GIVEN TEXT:
Magnesium: What Is It? - Excerpted from "Widespread Deficiency with Deadly Consequences," Life Extension magazine, May 2008
by David Nayor
Magnesium is the fourth most abundant mineral in the body and is essential to good health. Approximately 50% of total body magnesium is found in the bone. The other half is found predominately inside cells of tissues and organs. Only 1% of magnesium is found in the blood, but the body works very hard to keep blood levels of magnesium constant.
Magnesium is needed for more than 300 biochemical reactions. It helps maintain normal muscle and nerve function, keeps heart rhythm steady, supports a healthy immune system, and keeps bones strong. Magnesium also helps regulate blood sugar levels, promotes normal blood pressure, and is known to be involved in energy metabolism and protein synthesis.
Metabolic Syndrome and Diabetes
An alarming number of Americans suffer from diabetes and metabolic syndrome—conditions of aberrant blood sugar metabolism associated with greatly increased risk of cardiovascular disease. In fact, estimates suggest that 7% of the population has diabetes and more than 20% are affected by metabolic syndrome. Studies strongly suggest that magnesium may offer important protection against both metabolic syndrome and diabetes.
According to a research review from Northwestern University, magnesium could address several components of metabolic syndrome by increasing levels of HDL cholesterol, decreasing triglycerides, and favorably impacting glucose homeostasis, insulin action, and insulin secretion. Increased magnesium intake has also been linked to protection against hypertension, another component of metabolic syndrome.
The benefits of magnesium for cardiovascular health are already extraordinary, given its protective role against metabolic syndrome and diabetes, two major factors that threaten heart and vascular health. But its heart-healthy benefits don't end there. Magnesium acts through numerous mechanisms to protect the cardiovascular system, including preventing arrhythmia, improving congestive heart failure outcomes, and reducing inflammation.
A recent study explored the relationship between magnesium and congestive heart failure. Investigators examined serum levels of magnesium and C-reactive protein (CRP, a marker of inflammation) in patients admitted to the hospital for congestive heart failure. They found that heart failure patients demonstrated higher baseline CRP levels and lower serum magnesium levels. Treating these patients with magnesium increased intracellular magnesium levels and decreased CRP, leading researchers to conclude that magnesium treatment could improve the prognosis of congestive heart failure.
Magnesium has been found to lower inflammation, decrease oxidative stress, and diminish endothelial (the lining of the blood vessel) dysfunction—all factors that underlie cardiovascular disease. Further, magnesium helps reduce platelet aggregation, which may help prevent the formation of dangerous blood clots.

TASKS TO PERFORM:
1/ Reproduce the part of the magnesium article that opens with the words containing "A recent study" and closes with "of congestive heart failure.".
2/ According to the magnesium article, what share of total body magnesium is found in the bone?
3/ Extend the magnesium article, starting after its last sentence.
The rows after this point are separate material and are not part of the magnesium article.

RECORDS PROVIDED:
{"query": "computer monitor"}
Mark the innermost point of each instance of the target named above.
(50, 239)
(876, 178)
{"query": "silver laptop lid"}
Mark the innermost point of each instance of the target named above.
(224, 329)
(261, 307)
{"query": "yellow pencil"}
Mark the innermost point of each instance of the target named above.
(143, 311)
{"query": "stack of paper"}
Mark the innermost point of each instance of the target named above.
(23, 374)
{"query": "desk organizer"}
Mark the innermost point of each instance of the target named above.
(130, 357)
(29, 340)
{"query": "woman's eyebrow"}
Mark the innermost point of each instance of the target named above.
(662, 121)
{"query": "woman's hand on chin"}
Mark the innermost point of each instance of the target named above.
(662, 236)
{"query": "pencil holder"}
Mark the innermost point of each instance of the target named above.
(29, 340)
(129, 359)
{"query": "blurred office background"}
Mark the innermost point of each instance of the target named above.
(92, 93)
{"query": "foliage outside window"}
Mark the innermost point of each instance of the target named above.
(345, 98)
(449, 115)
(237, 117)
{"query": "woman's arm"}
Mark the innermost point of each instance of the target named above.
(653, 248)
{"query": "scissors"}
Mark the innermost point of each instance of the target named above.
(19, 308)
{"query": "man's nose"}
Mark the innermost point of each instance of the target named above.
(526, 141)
...
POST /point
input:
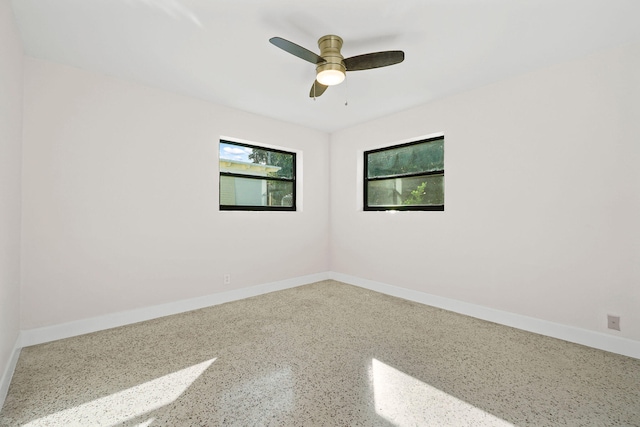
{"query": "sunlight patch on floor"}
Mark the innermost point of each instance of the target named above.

RESULTS OF THE TASKS:
1/
A recent study explored the relationship between magnesium and congestive heart failure. Investigators examined serum levels of magnesium and C-reactive protein (CRP, a marker of inflammation) in patients admitted to the hospital for congestive heart failure. They found that heart failure patients demonstrated higher baseline CRP levels and lower serum magnesium levels. Treating these patients with magnesium increased intracellular magnesium levels and decreased CRP, leading researchers to conclude that magnesium treatment could improve the prognosis of congestive heart failure.

2/ Approximately 50%.

3/
Massachusetts Institute of Technology researchers reported an exciting new role for magnesium—maintaining memory function in middle age and even beyond. The research team discovered that magnesium regulates a key brain receptor essential to learning and memory. Plasticity (the ability to change) is critical to the brain's ability to learn and remember…The researchers were especially interested in magnesium's role in enhancing synaptic function. Increasing magnesium concentrations, said one of the researchers, "led to the largest increases of plasticity ever reported in scientific literature." The findings suggest that a magnesium deficit may impair memory and learning ability, while a surplus or even the recommended daily allowances (420 mg/day for men; 320 mg/day for women) might improve cognitive function.
Magnesium may help alleviate or prevent one of the most painful and debilitating conditions that can afflict adults: migraine headaches. Numerous studies strongly suggest that a person's magnesium status may be associated with the severity and frequency of these headaches..... Intravenous infusion of magnesium has been found to result in rapid and sustained relief of acute migraines.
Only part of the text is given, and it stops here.